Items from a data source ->
****

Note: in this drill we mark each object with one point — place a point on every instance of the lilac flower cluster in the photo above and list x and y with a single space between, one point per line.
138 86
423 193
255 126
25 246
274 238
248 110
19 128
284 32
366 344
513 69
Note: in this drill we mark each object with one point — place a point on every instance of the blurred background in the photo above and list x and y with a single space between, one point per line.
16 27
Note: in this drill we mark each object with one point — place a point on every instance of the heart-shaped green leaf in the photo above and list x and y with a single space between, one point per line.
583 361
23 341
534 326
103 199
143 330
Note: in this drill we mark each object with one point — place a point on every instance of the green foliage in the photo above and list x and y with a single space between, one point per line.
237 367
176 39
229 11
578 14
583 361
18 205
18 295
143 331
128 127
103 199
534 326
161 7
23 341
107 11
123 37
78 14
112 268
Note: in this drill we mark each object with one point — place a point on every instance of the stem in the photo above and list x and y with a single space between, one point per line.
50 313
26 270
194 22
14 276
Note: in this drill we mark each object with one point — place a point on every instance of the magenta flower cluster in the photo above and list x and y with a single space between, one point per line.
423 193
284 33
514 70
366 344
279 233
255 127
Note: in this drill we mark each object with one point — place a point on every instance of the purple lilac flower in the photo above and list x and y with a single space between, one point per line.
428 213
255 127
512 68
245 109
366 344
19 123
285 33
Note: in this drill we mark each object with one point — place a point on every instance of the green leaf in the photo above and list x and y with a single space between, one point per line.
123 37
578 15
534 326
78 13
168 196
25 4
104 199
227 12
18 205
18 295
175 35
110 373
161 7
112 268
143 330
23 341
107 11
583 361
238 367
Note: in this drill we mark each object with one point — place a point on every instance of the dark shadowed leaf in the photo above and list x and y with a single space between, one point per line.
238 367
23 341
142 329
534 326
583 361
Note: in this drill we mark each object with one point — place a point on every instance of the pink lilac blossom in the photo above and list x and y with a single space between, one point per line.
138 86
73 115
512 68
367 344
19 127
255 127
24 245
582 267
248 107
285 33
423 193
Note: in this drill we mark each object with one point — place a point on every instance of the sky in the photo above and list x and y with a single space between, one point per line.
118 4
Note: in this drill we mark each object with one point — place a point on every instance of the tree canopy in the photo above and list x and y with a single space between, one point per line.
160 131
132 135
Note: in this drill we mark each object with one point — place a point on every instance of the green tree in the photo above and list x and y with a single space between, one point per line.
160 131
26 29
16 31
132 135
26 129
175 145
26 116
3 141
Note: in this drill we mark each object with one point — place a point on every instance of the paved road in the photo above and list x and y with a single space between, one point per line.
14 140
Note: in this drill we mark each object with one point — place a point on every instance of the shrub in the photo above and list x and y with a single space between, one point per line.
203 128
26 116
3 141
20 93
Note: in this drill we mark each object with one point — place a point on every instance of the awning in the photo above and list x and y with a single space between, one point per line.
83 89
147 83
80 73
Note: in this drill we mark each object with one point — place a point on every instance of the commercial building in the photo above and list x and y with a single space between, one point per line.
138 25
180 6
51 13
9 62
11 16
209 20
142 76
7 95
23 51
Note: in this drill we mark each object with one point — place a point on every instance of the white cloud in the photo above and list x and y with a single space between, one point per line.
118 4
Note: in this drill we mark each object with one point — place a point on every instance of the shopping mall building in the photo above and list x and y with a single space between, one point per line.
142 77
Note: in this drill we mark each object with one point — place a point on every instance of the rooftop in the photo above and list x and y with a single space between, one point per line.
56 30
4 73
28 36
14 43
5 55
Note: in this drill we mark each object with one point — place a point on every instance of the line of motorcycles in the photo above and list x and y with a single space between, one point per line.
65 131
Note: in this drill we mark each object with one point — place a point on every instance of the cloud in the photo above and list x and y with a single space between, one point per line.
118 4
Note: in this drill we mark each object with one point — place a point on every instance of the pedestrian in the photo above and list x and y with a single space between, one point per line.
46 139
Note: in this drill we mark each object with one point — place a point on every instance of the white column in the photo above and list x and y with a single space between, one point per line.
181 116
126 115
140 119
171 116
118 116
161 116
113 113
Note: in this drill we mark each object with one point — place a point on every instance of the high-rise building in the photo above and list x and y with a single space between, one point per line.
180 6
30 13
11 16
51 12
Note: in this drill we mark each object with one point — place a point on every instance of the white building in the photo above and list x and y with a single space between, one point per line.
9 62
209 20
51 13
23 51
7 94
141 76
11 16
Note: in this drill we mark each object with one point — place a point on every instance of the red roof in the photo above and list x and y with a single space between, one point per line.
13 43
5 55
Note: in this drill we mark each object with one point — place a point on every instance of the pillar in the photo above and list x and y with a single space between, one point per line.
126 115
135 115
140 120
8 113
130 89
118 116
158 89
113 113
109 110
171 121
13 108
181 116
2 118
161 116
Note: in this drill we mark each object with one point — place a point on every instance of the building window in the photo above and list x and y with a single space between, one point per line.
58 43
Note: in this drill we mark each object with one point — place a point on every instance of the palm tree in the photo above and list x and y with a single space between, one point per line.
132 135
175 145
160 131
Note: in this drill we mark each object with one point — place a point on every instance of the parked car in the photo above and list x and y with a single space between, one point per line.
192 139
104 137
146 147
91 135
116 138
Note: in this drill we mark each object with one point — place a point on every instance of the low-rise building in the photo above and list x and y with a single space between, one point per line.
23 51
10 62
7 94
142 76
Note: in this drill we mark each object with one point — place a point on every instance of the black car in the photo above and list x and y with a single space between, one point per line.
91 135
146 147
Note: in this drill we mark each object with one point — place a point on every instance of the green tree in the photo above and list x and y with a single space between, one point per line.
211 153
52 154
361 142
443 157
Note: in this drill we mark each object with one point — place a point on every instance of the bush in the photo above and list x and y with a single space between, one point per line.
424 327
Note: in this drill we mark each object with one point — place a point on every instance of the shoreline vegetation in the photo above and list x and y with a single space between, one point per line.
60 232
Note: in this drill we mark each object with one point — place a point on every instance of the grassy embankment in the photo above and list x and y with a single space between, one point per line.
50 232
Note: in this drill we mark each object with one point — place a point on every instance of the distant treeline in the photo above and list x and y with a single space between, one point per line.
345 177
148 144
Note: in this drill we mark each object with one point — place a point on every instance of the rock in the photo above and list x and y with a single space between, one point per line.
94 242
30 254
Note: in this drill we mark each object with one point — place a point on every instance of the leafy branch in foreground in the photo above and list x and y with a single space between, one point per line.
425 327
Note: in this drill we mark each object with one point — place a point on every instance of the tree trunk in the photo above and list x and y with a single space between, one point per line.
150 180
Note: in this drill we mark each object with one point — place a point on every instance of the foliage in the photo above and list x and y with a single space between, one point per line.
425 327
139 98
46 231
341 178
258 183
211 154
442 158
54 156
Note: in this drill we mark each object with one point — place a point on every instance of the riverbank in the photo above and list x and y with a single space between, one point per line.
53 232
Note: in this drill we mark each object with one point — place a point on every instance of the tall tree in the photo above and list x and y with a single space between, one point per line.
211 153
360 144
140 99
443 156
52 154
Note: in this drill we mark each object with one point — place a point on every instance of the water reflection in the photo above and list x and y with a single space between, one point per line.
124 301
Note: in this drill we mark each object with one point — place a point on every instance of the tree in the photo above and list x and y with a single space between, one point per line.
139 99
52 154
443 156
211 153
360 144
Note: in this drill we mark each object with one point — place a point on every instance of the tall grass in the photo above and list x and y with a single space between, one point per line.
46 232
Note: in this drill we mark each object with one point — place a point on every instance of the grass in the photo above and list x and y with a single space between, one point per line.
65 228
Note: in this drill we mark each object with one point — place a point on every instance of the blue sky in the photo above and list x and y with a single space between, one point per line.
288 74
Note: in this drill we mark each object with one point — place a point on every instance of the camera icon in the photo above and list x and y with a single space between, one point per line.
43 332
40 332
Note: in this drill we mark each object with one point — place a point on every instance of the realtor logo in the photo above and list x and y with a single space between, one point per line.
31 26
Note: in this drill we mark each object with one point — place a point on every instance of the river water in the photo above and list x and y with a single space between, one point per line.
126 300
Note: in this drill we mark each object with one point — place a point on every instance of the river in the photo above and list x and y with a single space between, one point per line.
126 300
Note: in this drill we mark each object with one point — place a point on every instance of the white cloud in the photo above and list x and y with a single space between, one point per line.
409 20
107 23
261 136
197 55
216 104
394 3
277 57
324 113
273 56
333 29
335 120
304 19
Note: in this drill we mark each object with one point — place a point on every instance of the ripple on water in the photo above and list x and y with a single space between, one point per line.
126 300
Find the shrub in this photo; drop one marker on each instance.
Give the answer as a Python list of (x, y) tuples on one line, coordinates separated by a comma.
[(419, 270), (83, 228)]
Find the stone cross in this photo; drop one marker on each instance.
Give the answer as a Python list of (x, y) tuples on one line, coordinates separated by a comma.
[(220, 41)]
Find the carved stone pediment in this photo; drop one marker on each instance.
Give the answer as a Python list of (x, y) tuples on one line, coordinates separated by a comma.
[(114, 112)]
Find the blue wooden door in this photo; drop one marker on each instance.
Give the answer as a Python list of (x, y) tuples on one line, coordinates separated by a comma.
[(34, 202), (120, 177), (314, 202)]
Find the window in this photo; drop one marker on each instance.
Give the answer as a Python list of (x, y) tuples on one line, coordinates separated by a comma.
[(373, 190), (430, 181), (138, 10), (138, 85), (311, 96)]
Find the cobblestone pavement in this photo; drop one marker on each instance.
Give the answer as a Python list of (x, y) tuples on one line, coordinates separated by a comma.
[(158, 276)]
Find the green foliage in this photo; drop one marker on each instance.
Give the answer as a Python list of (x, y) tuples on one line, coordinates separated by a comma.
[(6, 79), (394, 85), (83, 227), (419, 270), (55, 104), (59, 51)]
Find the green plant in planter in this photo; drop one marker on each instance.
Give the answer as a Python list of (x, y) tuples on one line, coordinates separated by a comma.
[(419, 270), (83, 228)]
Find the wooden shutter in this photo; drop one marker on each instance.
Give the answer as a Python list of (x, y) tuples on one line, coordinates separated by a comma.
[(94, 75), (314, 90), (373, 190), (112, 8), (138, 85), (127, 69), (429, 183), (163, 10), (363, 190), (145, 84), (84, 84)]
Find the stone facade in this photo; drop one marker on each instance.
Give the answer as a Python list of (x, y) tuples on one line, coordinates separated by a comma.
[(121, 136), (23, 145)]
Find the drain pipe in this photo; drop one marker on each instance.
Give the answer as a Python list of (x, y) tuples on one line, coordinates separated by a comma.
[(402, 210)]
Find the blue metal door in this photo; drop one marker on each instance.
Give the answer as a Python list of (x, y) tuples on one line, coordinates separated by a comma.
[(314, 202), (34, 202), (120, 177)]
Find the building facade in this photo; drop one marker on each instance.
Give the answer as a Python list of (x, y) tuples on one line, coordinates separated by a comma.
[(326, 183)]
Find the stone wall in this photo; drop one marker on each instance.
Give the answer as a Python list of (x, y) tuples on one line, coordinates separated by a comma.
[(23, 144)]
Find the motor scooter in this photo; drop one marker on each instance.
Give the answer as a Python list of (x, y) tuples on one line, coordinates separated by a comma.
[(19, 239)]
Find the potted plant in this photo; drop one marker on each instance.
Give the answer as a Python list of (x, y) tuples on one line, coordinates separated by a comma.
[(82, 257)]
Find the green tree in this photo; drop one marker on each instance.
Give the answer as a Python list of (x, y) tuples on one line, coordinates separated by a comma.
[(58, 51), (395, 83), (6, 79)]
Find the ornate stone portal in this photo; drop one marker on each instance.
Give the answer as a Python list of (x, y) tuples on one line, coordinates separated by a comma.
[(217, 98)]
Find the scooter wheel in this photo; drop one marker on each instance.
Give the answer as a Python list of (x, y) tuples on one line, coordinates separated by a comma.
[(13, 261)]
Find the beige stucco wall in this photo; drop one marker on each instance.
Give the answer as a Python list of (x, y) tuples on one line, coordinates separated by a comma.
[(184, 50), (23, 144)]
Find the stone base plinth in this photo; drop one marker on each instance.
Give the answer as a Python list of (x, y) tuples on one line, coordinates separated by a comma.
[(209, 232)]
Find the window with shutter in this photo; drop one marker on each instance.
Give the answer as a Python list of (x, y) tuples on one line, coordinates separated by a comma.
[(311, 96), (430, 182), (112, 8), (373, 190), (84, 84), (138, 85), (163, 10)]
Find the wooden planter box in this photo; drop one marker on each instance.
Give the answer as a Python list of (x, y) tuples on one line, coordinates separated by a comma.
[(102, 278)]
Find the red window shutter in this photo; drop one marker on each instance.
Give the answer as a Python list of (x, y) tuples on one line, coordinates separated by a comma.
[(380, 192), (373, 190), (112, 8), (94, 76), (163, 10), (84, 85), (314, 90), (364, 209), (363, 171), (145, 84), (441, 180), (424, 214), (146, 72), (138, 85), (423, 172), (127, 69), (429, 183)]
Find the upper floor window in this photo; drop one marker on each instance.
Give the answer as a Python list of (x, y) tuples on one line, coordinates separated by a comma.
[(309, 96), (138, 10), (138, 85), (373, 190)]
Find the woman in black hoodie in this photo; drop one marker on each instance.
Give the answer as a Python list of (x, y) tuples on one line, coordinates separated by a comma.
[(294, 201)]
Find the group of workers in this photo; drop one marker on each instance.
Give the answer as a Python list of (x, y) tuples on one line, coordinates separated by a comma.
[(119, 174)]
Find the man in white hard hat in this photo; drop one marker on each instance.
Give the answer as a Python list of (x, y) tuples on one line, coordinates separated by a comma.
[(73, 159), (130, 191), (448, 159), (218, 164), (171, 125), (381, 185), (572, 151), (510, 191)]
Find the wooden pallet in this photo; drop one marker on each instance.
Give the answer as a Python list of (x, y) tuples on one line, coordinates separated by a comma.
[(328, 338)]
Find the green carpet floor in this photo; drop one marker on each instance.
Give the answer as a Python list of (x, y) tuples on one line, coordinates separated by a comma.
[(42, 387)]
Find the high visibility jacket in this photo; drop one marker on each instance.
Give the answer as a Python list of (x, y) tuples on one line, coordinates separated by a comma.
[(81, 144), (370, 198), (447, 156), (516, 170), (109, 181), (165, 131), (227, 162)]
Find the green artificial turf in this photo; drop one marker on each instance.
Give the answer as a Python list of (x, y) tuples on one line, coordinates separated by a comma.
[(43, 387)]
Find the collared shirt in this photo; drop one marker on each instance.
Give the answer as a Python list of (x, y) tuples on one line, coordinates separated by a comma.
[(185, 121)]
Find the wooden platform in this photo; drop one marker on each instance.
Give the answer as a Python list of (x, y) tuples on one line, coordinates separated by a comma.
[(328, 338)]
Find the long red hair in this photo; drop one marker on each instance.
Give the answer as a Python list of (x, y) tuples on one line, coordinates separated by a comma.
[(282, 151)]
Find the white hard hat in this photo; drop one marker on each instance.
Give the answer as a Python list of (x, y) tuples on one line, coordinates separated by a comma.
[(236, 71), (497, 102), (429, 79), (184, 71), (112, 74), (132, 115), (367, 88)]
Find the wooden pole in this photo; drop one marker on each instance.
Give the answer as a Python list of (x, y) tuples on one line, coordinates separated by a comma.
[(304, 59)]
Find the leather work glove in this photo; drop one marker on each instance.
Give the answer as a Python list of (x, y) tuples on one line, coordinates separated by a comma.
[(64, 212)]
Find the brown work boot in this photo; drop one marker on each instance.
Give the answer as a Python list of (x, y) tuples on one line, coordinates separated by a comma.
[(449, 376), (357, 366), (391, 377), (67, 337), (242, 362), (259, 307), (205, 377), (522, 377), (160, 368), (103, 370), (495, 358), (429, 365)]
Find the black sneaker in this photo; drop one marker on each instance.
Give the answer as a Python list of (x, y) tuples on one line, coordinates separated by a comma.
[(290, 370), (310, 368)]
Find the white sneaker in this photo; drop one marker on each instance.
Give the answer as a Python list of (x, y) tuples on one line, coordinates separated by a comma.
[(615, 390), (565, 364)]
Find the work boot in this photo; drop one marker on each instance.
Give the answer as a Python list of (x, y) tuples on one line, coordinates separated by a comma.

****

Only one stretch of the entries above is wanted: the lines from the one containing "Find the group" through the one containing "Find the man". Please reproduce it exactly.

Find the group of workers in this photo; drop one marker on each instance.
Give the answer as a Python list of (x, y) tuples on one line, coordinates separated by a comma.
[(119, 174)]
Find the man in white hard hat in this photo; drop one marker on each instance.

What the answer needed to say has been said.